## begin

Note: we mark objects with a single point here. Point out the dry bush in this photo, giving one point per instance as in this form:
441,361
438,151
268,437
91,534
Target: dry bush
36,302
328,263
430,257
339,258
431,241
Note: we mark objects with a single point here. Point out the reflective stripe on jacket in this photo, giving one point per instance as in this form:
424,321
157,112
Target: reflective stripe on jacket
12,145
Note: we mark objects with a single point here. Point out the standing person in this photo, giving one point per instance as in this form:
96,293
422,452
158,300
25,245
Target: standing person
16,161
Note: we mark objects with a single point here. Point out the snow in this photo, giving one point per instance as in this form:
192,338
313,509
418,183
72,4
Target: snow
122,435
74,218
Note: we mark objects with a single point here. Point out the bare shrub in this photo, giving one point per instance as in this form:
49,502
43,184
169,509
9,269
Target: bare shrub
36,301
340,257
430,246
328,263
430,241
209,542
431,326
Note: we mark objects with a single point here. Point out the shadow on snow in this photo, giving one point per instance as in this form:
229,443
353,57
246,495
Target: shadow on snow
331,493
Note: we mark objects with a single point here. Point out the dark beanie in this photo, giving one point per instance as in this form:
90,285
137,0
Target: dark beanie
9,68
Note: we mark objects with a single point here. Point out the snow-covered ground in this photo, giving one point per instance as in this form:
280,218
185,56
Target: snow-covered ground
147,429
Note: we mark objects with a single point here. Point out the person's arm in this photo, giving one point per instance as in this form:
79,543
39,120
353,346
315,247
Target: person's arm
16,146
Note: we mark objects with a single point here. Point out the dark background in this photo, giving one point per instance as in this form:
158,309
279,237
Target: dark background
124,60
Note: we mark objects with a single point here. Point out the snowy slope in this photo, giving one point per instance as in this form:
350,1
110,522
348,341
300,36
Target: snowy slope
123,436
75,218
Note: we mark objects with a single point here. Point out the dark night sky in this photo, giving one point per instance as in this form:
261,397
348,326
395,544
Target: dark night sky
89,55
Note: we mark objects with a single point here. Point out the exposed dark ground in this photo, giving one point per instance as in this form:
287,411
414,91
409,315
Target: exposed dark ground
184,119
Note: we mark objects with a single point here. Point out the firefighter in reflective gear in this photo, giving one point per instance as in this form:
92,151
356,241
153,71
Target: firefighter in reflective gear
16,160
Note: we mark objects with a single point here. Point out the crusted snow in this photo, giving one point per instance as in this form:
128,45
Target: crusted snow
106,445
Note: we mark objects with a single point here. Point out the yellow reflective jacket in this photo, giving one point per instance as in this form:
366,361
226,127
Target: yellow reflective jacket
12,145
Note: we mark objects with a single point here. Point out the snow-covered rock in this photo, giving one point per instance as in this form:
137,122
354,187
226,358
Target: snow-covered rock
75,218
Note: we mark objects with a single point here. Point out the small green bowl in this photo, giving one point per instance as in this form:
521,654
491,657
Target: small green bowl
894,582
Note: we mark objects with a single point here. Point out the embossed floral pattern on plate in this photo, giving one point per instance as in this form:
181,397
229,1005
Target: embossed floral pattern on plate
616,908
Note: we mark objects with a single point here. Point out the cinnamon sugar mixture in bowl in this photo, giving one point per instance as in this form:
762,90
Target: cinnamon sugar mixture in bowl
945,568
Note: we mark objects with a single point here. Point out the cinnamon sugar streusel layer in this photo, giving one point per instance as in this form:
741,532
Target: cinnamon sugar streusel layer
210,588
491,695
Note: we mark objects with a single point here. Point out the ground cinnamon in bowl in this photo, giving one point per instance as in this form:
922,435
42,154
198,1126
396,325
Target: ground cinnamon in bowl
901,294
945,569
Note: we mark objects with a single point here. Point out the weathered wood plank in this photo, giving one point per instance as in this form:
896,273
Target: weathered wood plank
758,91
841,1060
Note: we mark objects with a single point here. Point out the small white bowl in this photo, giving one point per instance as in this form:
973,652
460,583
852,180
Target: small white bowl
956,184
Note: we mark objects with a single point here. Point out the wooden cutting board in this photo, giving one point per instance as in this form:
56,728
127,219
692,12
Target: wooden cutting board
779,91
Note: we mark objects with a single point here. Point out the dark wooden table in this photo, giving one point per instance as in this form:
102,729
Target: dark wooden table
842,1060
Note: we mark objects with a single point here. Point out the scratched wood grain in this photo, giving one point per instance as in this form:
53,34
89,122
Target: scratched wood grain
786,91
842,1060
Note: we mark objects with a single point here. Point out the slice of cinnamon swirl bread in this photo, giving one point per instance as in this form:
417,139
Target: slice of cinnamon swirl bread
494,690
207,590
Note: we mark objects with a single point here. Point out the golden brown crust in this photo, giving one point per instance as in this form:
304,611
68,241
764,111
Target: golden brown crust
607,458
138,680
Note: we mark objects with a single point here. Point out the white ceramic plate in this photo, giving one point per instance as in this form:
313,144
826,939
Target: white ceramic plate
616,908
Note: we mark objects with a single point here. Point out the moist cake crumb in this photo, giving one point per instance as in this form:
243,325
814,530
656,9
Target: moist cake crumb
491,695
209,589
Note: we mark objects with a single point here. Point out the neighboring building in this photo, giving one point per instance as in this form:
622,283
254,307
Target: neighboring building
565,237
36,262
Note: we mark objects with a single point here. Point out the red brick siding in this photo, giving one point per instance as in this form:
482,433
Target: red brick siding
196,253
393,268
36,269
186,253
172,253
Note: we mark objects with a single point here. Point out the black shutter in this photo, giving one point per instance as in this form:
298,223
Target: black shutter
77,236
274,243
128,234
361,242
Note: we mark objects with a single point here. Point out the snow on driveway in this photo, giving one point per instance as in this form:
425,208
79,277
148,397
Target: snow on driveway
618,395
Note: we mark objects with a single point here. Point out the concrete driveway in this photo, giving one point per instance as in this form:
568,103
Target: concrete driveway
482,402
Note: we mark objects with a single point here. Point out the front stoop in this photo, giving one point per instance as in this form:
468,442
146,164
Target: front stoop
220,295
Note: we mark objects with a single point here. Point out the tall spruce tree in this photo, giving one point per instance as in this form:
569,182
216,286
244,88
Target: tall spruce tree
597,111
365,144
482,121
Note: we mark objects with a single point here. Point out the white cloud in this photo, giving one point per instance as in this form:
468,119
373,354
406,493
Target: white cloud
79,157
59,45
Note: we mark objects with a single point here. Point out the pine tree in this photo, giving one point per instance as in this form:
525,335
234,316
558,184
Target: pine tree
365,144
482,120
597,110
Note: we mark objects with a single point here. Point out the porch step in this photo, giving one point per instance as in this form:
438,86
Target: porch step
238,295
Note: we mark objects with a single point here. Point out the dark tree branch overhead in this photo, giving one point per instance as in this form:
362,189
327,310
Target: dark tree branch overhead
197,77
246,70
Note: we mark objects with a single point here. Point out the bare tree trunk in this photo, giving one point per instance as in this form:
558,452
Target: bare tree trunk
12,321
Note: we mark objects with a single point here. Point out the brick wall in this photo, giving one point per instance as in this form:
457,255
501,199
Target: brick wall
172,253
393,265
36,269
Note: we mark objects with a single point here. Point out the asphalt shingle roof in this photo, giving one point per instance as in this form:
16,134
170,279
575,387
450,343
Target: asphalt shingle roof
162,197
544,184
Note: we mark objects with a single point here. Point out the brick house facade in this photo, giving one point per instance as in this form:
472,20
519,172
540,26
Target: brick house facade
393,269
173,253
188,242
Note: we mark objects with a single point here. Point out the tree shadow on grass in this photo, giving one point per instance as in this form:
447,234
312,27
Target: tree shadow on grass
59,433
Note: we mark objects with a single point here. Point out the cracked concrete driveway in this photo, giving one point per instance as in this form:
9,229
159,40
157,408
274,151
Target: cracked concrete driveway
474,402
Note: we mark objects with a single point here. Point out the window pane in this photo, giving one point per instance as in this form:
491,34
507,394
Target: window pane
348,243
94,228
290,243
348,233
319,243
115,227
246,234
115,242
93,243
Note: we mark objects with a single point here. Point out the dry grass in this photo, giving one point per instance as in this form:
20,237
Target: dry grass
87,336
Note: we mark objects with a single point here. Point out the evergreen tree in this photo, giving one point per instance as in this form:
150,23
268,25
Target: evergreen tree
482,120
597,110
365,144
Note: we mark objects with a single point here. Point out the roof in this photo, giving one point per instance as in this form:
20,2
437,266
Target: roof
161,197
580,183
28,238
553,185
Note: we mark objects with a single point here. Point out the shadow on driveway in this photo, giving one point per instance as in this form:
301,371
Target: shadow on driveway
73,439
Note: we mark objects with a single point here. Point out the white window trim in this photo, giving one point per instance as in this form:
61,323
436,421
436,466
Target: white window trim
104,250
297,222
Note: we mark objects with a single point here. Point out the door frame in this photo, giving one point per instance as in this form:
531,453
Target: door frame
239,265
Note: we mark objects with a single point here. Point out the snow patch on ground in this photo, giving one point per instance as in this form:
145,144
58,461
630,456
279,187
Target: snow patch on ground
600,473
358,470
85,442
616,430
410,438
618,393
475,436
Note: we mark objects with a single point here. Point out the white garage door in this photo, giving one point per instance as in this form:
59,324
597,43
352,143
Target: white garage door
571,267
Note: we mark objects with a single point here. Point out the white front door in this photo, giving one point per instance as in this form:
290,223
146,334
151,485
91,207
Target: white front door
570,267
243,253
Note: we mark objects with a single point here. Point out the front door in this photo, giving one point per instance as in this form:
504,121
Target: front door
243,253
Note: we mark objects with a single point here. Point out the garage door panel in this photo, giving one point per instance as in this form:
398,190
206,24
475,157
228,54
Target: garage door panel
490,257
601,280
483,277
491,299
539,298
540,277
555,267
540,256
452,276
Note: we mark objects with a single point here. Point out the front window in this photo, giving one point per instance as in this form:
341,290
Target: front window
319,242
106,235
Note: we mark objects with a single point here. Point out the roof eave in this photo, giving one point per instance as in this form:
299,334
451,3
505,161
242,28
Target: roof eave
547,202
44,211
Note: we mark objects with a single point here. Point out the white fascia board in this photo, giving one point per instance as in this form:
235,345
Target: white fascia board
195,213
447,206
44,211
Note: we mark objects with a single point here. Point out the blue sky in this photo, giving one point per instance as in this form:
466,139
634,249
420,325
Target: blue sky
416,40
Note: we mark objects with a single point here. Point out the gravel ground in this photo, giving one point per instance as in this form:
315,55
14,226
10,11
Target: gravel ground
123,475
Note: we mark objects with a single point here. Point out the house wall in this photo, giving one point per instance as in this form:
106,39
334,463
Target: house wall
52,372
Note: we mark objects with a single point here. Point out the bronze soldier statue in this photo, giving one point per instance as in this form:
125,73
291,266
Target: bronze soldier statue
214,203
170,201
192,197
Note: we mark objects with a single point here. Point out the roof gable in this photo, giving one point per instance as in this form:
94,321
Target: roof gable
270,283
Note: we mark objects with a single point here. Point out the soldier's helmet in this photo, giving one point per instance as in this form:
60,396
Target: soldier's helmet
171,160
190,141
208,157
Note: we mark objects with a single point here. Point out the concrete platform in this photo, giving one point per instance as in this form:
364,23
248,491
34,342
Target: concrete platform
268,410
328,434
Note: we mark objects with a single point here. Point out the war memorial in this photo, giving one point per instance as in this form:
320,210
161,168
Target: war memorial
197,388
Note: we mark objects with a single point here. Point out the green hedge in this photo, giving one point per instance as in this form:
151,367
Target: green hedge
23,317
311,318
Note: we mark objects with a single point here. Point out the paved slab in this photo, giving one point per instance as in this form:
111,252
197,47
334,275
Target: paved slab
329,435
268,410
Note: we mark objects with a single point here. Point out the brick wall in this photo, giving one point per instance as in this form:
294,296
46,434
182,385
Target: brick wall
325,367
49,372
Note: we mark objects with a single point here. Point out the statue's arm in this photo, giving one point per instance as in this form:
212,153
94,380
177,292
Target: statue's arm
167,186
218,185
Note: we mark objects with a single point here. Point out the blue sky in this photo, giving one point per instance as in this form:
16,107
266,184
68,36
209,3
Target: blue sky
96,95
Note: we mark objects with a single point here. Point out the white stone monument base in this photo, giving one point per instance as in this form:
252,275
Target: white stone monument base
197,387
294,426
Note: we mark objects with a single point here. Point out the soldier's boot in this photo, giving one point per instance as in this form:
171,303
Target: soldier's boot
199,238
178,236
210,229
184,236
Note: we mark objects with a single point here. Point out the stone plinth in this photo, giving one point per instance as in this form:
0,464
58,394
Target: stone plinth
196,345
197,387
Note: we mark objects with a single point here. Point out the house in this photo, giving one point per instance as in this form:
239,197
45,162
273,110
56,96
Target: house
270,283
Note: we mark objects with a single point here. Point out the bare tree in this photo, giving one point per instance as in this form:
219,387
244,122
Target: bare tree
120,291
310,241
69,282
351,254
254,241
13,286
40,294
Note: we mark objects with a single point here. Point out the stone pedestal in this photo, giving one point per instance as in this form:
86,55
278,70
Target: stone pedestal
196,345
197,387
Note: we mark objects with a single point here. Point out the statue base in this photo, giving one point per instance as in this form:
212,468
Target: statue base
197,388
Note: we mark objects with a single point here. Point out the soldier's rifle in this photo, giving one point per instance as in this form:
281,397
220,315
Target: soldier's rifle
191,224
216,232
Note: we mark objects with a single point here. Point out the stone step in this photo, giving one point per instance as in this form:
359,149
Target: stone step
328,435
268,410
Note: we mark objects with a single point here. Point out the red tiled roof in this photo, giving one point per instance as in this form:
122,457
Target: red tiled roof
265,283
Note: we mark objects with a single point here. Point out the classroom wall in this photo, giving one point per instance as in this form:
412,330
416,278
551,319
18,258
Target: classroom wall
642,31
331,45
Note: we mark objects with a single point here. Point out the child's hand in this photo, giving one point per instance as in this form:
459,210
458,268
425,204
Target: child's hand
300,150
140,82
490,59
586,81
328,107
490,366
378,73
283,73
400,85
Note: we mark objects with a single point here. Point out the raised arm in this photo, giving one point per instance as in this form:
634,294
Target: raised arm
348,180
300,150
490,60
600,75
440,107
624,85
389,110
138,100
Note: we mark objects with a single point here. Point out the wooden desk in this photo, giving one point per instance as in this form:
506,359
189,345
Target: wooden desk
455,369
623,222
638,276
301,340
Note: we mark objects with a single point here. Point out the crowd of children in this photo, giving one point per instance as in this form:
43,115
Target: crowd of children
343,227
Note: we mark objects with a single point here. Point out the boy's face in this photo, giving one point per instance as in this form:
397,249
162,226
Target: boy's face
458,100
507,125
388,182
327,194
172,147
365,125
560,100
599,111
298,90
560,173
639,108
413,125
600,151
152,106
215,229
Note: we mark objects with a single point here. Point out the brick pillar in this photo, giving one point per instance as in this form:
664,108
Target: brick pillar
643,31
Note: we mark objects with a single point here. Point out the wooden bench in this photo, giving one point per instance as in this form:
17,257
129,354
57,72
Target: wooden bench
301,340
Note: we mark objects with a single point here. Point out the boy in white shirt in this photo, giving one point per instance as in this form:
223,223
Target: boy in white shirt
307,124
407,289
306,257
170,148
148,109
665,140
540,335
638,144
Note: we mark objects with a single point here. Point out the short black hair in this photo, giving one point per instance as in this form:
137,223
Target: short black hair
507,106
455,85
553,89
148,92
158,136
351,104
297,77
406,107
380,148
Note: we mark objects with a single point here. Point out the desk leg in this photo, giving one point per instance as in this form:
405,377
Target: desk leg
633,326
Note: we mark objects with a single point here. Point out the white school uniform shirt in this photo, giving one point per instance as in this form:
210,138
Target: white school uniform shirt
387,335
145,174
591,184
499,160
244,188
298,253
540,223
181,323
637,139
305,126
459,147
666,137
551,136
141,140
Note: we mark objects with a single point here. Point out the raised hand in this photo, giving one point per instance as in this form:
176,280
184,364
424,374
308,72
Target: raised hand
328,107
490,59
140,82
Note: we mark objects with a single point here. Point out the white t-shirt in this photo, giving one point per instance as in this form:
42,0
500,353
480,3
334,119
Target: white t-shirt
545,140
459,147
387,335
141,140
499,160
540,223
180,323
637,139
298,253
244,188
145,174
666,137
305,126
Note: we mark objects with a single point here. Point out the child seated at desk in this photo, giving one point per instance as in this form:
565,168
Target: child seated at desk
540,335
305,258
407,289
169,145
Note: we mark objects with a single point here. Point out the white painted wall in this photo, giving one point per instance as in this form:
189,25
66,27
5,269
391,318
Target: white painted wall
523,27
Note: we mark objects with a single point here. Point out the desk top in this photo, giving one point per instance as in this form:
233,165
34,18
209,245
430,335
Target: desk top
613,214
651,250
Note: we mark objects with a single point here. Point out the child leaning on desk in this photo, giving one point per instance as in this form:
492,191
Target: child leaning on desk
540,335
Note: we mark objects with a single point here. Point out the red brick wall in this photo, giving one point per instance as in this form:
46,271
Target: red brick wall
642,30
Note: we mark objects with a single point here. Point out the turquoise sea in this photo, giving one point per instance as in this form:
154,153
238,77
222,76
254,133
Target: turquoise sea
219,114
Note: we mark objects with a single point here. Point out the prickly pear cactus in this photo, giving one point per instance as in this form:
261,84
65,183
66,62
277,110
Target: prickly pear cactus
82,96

## end

### Aim of the task
Please give the records again, starting at the line containing "the desk top" and ending at the end of the records, with every "Target" renamed to "Label" and all else unchanged. Return only those lines.

### The completed task
Note: we mark objects with a single point here. Point out the desk top in this photo, giving one point per instance as in this form:
233,165
34,18
209,245
430,335
Label: desk top
613,214
651,250
Note: we mark objects with a single point here. Point out the child leaning on desk in this photo, giving one point per instance as in this form:
492,191
Label: child leaning on desk
540,335
Note: we mark objects with a single point here. Point out the red brick wall in this photo, giving one point per instance as in this form:
46,271
Label: red brick wall
642,30
Note: we mark objects with a single point here. Point out the turquoise sea in this photo, giving one point per instance as in this form:
154,153
238,77
222,76
254,133
Label: turquoise sea
219,114
Note: we mark objects with a single point here. Point out the prickly pear cactus in this photo, giving one point per instance as in this form:
261,84
65,183
66,62
277,110
Label: prickly pear cactus
82,96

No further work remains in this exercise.